# WORK TASK
Below are some records. Return exactly the lines from the one containing "find me the red sticky" through the one containing "find me the sticky", both included, and only those.

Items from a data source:
---

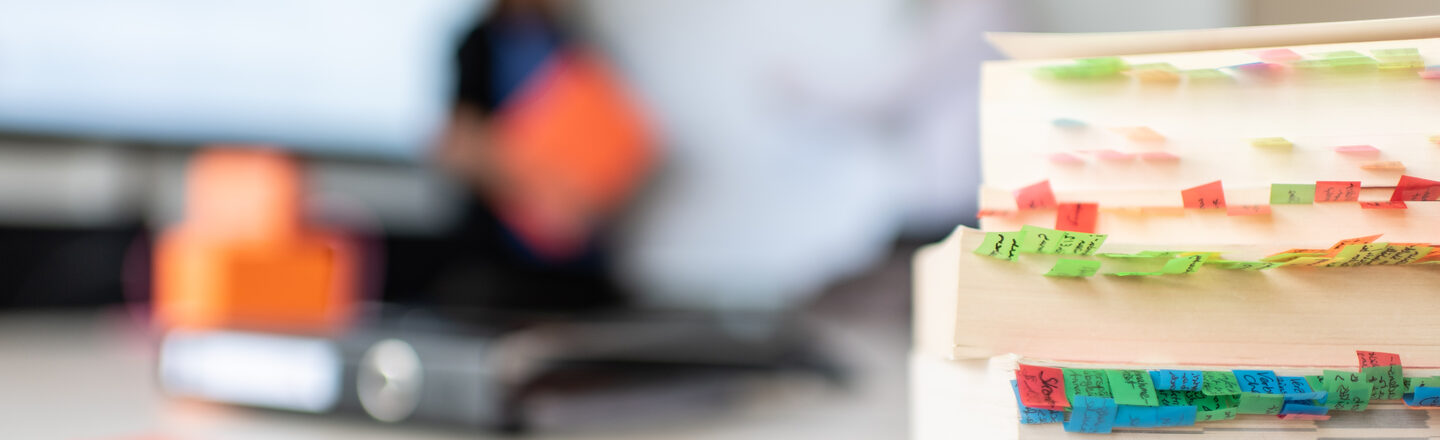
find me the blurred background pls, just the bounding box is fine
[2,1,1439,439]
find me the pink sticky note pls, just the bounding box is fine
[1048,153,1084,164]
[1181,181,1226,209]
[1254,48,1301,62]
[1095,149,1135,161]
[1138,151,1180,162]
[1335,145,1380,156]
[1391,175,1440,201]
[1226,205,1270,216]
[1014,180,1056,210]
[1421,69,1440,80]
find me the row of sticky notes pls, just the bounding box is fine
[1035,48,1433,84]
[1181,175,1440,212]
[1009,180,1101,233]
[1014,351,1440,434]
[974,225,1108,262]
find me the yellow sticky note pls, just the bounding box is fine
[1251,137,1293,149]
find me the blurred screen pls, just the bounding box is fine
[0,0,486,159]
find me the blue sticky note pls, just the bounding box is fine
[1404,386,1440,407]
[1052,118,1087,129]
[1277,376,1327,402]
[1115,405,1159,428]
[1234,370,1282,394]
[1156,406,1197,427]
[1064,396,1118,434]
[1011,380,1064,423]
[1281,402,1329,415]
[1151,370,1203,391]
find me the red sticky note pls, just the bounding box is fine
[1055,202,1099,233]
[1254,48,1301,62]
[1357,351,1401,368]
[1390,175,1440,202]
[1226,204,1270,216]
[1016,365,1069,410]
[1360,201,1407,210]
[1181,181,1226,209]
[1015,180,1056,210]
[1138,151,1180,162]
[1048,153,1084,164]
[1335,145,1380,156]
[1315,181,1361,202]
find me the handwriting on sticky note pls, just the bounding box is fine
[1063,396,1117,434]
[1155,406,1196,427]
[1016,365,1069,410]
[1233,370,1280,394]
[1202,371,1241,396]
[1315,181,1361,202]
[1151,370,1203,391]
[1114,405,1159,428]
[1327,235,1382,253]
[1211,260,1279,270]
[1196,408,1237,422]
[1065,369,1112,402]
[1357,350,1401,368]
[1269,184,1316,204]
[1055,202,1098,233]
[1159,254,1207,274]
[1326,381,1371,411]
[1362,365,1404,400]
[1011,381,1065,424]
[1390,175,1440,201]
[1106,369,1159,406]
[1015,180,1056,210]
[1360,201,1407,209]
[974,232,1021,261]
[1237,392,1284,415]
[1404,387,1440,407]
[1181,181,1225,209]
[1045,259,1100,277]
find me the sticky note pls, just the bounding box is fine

---

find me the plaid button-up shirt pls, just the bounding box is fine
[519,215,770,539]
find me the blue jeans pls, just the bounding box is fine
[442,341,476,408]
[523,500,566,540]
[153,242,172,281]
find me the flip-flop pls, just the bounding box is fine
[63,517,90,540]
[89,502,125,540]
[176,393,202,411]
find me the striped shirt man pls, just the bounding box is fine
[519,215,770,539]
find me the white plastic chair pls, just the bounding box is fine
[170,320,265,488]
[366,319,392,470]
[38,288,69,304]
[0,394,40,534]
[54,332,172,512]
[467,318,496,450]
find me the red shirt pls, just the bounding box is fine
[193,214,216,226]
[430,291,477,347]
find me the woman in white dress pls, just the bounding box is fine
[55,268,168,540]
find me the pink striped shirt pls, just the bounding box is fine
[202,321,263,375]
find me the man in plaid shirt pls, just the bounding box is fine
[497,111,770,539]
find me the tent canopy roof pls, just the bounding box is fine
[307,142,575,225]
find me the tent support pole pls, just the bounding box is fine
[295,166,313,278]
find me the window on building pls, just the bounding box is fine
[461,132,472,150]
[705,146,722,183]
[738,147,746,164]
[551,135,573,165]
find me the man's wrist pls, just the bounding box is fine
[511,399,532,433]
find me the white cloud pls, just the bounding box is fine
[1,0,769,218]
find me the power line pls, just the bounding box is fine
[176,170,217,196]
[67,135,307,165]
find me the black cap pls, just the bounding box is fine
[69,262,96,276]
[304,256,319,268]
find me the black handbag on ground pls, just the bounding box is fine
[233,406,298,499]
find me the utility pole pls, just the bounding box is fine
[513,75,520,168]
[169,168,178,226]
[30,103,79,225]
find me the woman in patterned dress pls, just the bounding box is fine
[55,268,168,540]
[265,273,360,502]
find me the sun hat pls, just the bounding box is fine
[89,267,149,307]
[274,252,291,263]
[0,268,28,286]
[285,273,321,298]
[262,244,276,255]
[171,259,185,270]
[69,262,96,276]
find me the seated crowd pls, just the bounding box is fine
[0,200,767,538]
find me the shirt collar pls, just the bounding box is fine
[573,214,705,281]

---

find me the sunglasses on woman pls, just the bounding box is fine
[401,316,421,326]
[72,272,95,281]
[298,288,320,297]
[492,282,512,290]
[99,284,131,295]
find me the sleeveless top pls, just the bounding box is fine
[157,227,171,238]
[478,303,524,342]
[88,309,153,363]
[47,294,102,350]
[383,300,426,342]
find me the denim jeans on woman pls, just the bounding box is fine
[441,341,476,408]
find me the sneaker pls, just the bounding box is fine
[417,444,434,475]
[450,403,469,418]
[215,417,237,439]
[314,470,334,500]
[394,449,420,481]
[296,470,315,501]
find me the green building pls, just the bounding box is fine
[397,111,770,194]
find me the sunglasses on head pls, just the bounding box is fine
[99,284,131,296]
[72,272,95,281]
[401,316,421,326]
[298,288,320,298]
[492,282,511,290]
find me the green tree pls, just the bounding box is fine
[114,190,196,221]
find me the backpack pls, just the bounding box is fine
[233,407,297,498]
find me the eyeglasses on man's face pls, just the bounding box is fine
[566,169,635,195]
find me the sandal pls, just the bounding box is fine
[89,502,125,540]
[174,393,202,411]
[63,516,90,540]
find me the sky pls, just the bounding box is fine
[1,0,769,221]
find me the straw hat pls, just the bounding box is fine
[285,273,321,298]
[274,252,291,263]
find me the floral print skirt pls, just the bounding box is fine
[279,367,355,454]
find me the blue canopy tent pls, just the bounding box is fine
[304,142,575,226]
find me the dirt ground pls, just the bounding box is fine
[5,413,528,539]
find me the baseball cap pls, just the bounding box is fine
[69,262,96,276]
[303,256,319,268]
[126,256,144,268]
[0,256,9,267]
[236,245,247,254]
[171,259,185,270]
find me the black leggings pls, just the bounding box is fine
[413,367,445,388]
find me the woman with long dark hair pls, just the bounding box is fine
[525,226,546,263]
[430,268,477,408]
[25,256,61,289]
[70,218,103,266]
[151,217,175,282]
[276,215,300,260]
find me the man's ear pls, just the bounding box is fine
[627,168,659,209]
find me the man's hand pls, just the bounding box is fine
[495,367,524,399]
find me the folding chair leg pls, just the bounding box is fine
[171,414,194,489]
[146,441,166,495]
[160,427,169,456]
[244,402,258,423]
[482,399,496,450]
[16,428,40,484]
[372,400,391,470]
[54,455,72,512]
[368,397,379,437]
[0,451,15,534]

---

# ANSWER SPACE
find me the red sticky note pls, just the bounding box is fine
[1055,202,1099,233]
[1254,48,1301,62]
[1357,351,1401,368]
[1390,175,1440,202]
[1226,204,1270,216]
[1016,365,1069,410]
[1360,201,1407,210]
[1181,181,1226,209]
[1015,180,1056,210]
[1138,151,1180,162]
[1048,153,1084,164]
[1335,145,1380,156]
[1315,181,1361,202]
find me the handwriting on sticky note pls, just the bounding box is fine
[1063,396,1117,434]
[1155,406,1196,427]
[1016,365,1069,410]
[1233,370,1280,394]
[1202,371,1241,396]
[1315,181,1361,202]
[1151,370,1203,391]
[1114,405,1159,428]
[1327,235,1382,253]
[1211,260,1279,270]
[1196,408,1237,422]
[1065,369,1112,402]
[1357,350,1401,368]
[1269,184,1316,204]
[1055,202,1098,233]
[1159,254,1207,274]
[1326,381,1371,411]
[1362,365,1404,400]
[1011,381,1065,424]
[1390,175,1440,201]
[1106,369,1159,406]
[1015,180,1056,210]
[1360,201,1407,209]
[974,232,1021,261]
[1237,392,1284,415]
[1404,387,1440,407]
[1181,181,1225,209]
[1045,259,1100,277]
find me the sticky note pls, just the bounding box is fine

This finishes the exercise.